Repeat every entry word for word, skipping the pictures.

··· Provided records ···

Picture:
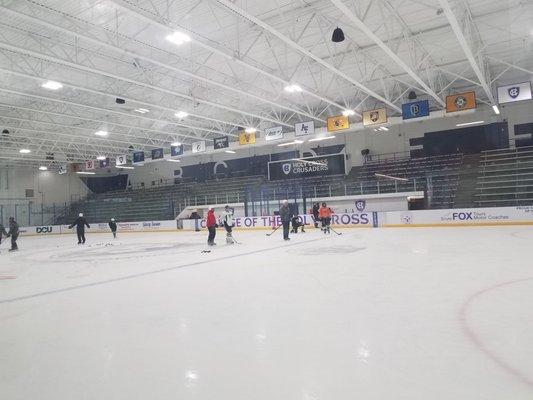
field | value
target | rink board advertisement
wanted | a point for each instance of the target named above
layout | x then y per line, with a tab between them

···

**Worked solution**.
Picture:
field | value
target | rink board advertisement
wanted | a point for each instance of the target named above
layout | x then y per line, with a tab between them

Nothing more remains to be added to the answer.